• EXERCISE BRIEF:
Your answer must be an exact copy of the records below, minus any images.

[Collected data entries]
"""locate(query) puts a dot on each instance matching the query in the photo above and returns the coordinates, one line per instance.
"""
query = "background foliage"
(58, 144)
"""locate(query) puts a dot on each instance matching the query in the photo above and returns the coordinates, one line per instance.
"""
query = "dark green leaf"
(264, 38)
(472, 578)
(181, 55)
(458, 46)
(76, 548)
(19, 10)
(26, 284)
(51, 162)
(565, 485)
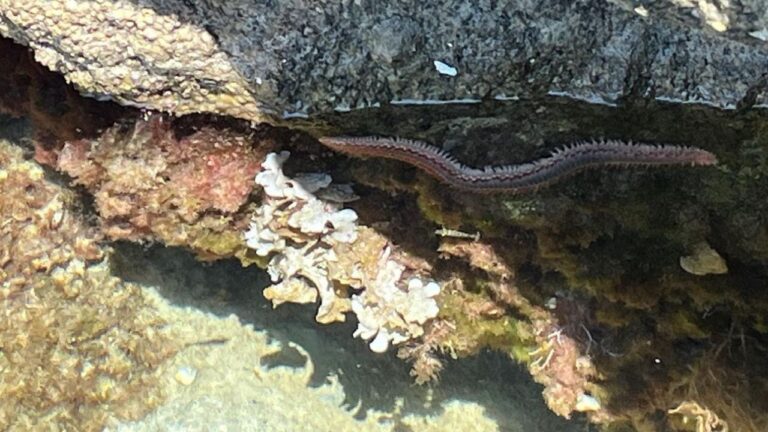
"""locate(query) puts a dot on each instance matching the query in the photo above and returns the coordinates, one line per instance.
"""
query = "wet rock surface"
(278, 59)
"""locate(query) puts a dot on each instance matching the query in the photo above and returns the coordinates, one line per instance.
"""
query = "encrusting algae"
(77, 345)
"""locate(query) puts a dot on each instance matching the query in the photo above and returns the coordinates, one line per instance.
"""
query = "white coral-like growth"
(300, 230)
(291, 224)
(389, 314)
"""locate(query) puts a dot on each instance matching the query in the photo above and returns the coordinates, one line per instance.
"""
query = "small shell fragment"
(186, 375)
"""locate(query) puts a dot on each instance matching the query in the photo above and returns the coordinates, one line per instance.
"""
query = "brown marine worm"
(526, 176)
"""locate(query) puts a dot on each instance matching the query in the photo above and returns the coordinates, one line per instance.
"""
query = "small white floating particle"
(445, 69)
(186, 375)
(760, 34)
(587, 403)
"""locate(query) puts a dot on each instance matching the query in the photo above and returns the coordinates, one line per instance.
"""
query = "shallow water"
(370, 381)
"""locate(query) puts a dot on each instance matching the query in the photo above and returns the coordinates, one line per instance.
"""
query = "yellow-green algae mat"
(83, 350)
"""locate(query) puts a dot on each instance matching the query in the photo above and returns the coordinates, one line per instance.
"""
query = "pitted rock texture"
(286, 58)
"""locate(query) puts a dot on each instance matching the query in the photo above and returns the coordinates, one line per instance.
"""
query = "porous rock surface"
(277, 59)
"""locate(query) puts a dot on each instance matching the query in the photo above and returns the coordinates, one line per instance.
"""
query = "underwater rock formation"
(77, 346)
(150, 184)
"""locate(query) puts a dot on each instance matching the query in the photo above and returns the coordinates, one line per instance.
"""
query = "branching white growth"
(299, 231)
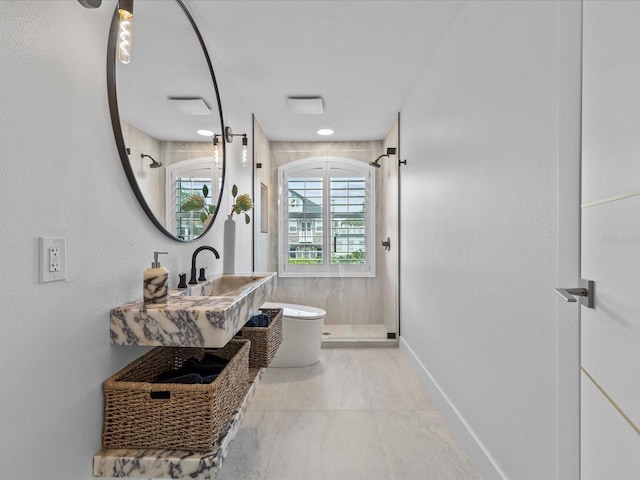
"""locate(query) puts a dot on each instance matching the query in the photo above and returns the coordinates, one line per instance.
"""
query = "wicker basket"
(264, 340)
(143, 415)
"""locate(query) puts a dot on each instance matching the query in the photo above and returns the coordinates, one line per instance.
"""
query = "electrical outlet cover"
(53, 272)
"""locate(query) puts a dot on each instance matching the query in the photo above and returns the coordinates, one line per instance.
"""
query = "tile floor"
(360, 413)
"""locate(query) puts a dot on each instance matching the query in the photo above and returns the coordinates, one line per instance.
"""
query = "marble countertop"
(190, 318)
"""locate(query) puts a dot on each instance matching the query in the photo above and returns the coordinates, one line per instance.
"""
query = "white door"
(610, 332)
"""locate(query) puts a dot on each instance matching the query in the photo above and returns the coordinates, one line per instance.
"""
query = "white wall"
(480, 236)
(61, 176)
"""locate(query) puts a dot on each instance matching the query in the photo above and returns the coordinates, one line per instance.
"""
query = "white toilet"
(301, 335)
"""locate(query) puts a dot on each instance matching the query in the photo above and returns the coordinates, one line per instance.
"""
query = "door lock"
(585, 293)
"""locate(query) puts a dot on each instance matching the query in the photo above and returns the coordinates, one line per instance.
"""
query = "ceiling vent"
(305, 105)
(191, 105)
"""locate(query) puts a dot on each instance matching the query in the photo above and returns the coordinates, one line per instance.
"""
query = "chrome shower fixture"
(390, 151)
(153, 163)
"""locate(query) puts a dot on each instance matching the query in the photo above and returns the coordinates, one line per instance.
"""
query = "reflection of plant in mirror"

• SOLUTION TO THE EXERCISE:
"""locate(query) puts a dot on each instance matching the query in the photo above and returns the coordinates, one line per instance.
"""
query = "background foliage"
(58, 144)
"""locate(query) puts a dot on each instance matching the query in the photo above and returns the coordinates, one line per instance.
"""
query = "dark green leaf"
(264, 38)
(472, 578)
(181, 55)
(458, 46)
(76, 548)
(19, 10)
(26, 284)
(51, 162)
(565, 485)
"""locate(query) puts a dot on each instance matching the query in the photo above and returns the coordinates, one line per instance.
"""
query = "wet rock surface"
(278, 59)
"""locate(query) puts a dot on each instance matching the query in the photo above and returns the coordinates, one line per instance.
"""
query = "encrusting algae"
(77, 345)
"""locate(query) puts a dot on each instance matching the query in the photo above and returns the coordinates, one line per instance.
"""
query = "white coral-like growth"
(300, 230)
(291, 224)
(389, 314)
"""locate(query) puts a dot on each instance matching the query in the photo above and returns the coordinates, one line per instance.
"""
query = "small shell fragment"
(186, 375)
"""locate(query) puts a dot on each instance matching the query in the photo above and returns the coordinates, one line per instance.
"""
query = "brown marine worm"
(526, 176)
"""locate(query) puts a dot on each instance matching the query in the photo above and returns the coordinates, one line per instance.
"""
query = "small white floating particle"
(445, 69)
(186, 375)
(760, 34)
(587, 403)
"""locate(query) puts a dot on each instance matching the query in the photo above and returns the coordinates, one line per instance.
"""
query = "shallow water"
(370, 381)
"""locate(query) puts a dot on each instance matching the query in the photo above and returns the coordinates, one line per instance.
"""
query = "yellow-green algae mat"
(83, 350)
"""locate(query) puts a dot on each instance matching the query in the photo above and returns the coordinates, one line per instance.
"""
query = "pitted rock texture"
(286, 58)
"""locate(query) puts a dot on each instance matching the query in the photo above and returns the coordinates, one line per instance.
"""
query = "porous rock surface"
(277, 59)
"""locate(query) puts a dot on each instance matching the query in the photo above and returns the coordinates, one line per instance.
"""
query = "underwater rock formation"
(77, 346)
(150, 184)
"""locate(query) puts a dot on each instance matching the query in the photo above and returns the coordinates, one line per instance.
"""
query = "branching white growth"
(299, 231)
"""locate(query) puts a dot on each instance matching the query in the photo above and returns the coordinates, one line per instance.
"""
query = "wicker basket"
(264, 340)
(143, 415)
"""locate(query) puts a dot on each instance matching the query in the photo above and returns the coordinates, one line per instance.
"""
query = "electrical outlet cover"
(53, 272)
"""locate(query) puts a dot on each instance matching the query in the photo above and returns the coordinates, one line per instance.
"""
query = "tile floor"
(360, 413)
"""locate(query) puts a dot on each instance matching the query in the photo above and returns the coordinates, one line per instance.
"""
query = "marble countertop"
(190, 318)
"""locate(query) puts a dot on each instance matching the query in the photo above and returns the coordinates, one line per instance.
"""
query = "white door"
(610, 332)
"""locate(query) puts a dot on each instance matching the query in the photo above and returns the coordinates, one line per instance.
"""
query = "white wall"
(480, 236)
(61, 176)
"""locate(query) puts a dot on each instance matching the query in the photo above and returns the coordinates, one line per instance.
"""
query = "white toilet"
(301, 335)
"""locate(query) puts a dot on each instance matching the query in the photo above and returns the coordinates, one line per instance.
"""
query = "door lock"
(585, 293)
"""locate(query) puts a dot on each instance matching the query in the photo above and returns the coordinates, one line per instance.
"""
query = "ceiling vent"
(305, 105)
(191, 105)
"""locate(query) puts a dot on each instance matching the query in the photo above and returns the coordinates, one line per instance.
"""
query = "chrome shower fixture"
(390, 151)
(153, 163)
"""locate(query) puts a dot on each instance matching the query in the photo above and returns the coordinates, one line per instance.
"""
query = "reflection of plant in mirror"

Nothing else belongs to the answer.